Scientific classification
- Kingdom: Animalia
- Phylum: Chordata
- Class: Amphibia
- Order: Anura
- Family: Ranidae
- Genus: Pulchrana
- Species: P. grandocula
- Binomial name: Pulchrana grandocula (Taylor, 1920)
- Synonyms: Rana grandocula Taylor, 1920 ; Rana philippinensis Taylor, 1920; Rana yakani Taylor, 1922 ; Hylarana grandocula (Taylor, 1920);

= Pulchrana grandocula =

- Authority: (Taylor, 1920)
- Conservation status: LC
- Synonyms: Rana grandocula Taylor, 1920 , Rana philippinensis Taylor, 1920, Rana yakani Taylor, 1922 , Hylarana grandocula (Taylor, 1920)

Species of amphibian

Pulchrana grandocula, also known as the big-eyed frog, is a species of "true frog", family Ranidae. It is endemic to the southern Philippines and occurs on the islands of Basilan, Bohol, Camiguin Sur, Dinagat, Samar, Siargao, Bucas Grande, and Mindanao. Some populations from Mindanao formerly assigned to this species are now recognized as a separate species, Pulchrana guttmani.

Pulchrana grandocula occurs in streams and rivers in montane and lowland forests at elevations below 1500 m. It occurs in both undisturbed and disturbed habitats. Reproduction takes place in streams where also the tadpoles develop. Threats to this species are habitat loss and pollution, although it is a common species that has a stable population overall. It occurs in several protected areas.

§

■ **ABOUT THIS EXERCISE**
In the entry on the big-eyed frog, below what elevation does Pulchrana grandocula live?

■ **INPUT DATA**
§

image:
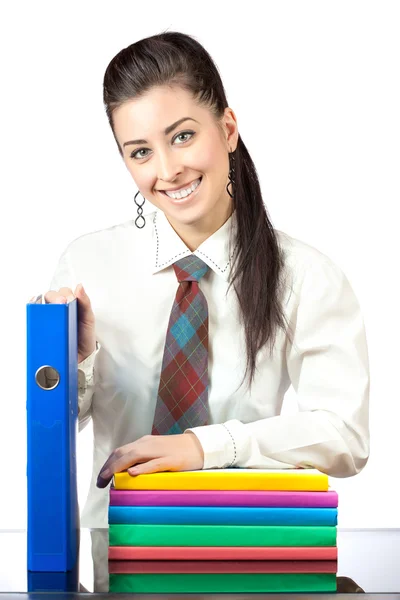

§

■ **RESULT**
Below 1500 m.